=== LESETEXT ===

So., 02.02.25 | 23:05 Uhr
Das Erste
Muse, Sängerin, Schauspielerin – Zum Tode von Marianne Faithfull
Sie war so viel mehr als nur die Muse der Rolling Stones: Marianne Faithfull. Die britische Sängerin und Schauspielerin hatte einen unfassbaren Lebenswillen, überlebte eine schwere Drogenabhängigkeit und eine Brustkrebs-Erkrankung. Und trotzdem oder gerade deswegen war ihr Werk von einer enormen künstlerischen Kraft. Nach frühen Erfolgen in den Sechzigern mit Hits wie "As tears go by" gelang ihr 1979 ein Comeback mit dem Album "Broken English". Seitdem hat sie sich musikalisch immer wieder erneuert und war auch als Schauspielerin erfolgreich. Jetzt ist sie im Alter von 78 gestorben. ttt hat Marianne Faithfull 2009 zum Interview getroffen.
Ihre Stimme gab Liedern eine besondere Tiefe
In dem Country-Klassiker "Down from Dover" geht es um eine junge Frau, die ein uneheliches Kind erwartet und von ihrer Familie verstoßen wird. Marianne Faithfull singt den Song so, als ob es ihre eigene Geschichte wäre. Damals war sie 62 Jahre - eine Frau mitten im Leben: "Zwei Dinge kann ich richtig gut. Zum einen mit Songs Geschichten erzählen. Und zum anderen: dabei eine Atmosphäre kreieren, eine ganz spezielle Stimmung." Die Britin war sich ihrer Stärken und Schwächen bewusst: "Ich hatte immer Charisma, eine Bühnenpräsenz. Darauf konnte ich mich verlassen. Aber ich musste herausfinden, worin ich wirklich gut bin, was ich singen kann. Und daran arbeite ich schon mein ganzes Leben."

=== GESPEICHERTE DATEN ===

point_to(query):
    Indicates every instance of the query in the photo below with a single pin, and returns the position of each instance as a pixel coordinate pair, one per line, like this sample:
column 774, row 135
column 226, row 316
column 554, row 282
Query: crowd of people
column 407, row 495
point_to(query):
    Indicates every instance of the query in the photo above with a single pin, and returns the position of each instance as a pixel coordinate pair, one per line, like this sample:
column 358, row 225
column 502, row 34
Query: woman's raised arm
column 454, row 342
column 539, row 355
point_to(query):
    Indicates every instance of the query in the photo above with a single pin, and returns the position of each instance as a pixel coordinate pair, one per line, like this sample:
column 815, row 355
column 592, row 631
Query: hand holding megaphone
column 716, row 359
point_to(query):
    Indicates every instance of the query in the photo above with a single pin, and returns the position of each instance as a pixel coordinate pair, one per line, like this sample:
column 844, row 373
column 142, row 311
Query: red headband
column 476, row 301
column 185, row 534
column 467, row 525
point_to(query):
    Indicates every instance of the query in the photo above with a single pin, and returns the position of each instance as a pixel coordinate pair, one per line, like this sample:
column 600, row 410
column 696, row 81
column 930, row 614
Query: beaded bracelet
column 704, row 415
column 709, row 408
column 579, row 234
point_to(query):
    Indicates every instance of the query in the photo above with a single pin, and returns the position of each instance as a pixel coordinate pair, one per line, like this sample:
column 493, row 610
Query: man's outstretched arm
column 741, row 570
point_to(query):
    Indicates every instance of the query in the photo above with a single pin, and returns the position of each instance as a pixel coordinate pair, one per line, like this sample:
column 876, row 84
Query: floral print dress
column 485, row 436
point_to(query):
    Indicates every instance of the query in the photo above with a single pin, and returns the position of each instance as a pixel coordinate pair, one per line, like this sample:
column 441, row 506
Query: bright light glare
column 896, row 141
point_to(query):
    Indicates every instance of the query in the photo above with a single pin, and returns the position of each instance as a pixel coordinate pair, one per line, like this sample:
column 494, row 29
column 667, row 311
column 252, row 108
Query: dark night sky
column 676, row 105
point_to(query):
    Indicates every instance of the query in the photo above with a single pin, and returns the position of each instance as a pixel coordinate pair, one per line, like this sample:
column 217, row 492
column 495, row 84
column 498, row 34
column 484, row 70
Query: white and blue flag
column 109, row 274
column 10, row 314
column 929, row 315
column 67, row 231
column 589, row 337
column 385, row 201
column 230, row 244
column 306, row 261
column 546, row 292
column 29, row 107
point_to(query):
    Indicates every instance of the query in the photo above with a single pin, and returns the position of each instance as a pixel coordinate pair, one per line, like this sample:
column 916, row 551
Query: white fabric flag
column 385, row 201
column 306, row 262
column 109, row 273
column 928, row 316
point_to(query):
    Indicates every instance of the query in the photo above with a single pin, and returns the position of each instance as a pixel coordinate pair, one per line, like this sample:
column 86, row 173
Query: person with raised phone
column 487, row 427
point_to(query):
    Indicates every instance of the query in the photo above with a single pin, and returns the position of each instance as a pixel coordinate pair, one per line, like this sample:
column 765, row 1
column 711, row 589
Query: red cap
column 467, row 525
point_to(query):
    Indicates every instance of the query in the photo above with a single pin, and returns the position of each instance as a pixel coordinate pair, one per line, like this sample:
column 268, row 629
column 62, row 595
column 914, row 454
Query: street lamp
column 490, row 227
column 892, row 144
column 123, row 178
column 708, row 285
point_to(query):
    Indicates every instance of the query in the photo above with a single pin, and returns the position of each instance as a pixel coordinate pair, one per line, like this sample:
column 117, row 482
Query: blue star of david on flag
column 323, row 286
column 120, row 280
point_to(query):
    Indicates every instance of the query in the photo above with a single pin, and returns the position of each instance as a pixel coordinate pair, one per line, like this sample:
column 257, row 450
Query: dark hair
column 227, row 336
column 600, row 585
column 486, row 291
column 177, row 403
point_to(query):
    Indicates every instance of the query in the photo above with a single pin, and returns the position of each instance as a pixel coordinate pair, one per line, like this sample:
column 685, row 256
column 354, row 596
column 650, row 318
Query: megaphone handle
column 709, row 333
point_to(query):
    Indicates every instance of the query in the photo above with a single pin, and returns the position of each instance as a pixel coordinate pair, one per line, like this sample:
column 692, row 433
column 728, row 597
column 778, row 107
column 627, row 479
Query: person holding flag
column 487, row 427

===

▸ BITTE BEARBEITEN:
- A) Geben Sie aus dem Beitrag über Marianne Faithfull den Abschnitt von „So., 02.02.25 |“ bis „zum Interview getroffen.“ wortgetreu wieder.
- B) Mit welchem Album gelang Marianne Faithfull laut dem Beitrag über sie im Jahr 1979 ein Comeback?

▸ ERGEBNISSE:
- A)
So., 02.02.25 | 23:05 Uhr
Das Erste
Muse, Sängerin, Schauspielerin – Zum Tode von Marianne Faithfull
Sie war so viel mehr als nur die Muse der Rolling Stones: Marianne Faithfull. Die britische Sängerin und Schauspielerin hatte einen unfassbaren Lebenswillen, überlebte eine schwere Drogenabhängigkeit und eine Brustkrebs-Erkrankung. Und trotzdem oder gerade deswegen war ihr Werk von einer enormen künstlerischen Kraft. Nach frühen Erfolgen in den Sechzigern mit Hits wie "As tears go by" gelang ihr 1979 ein Comeback mit dem Album "Broken English". Seitdem hat sie sich musikalisch immer wieder erneuert und war auch als Schauspielerin erfolgreich. Jetzt ist sie im Alter von 78 gestorben. ttt hat Marianne Faithfull 2009 zum Interview getroffen.

- B) Mit dem Album „Broken English“.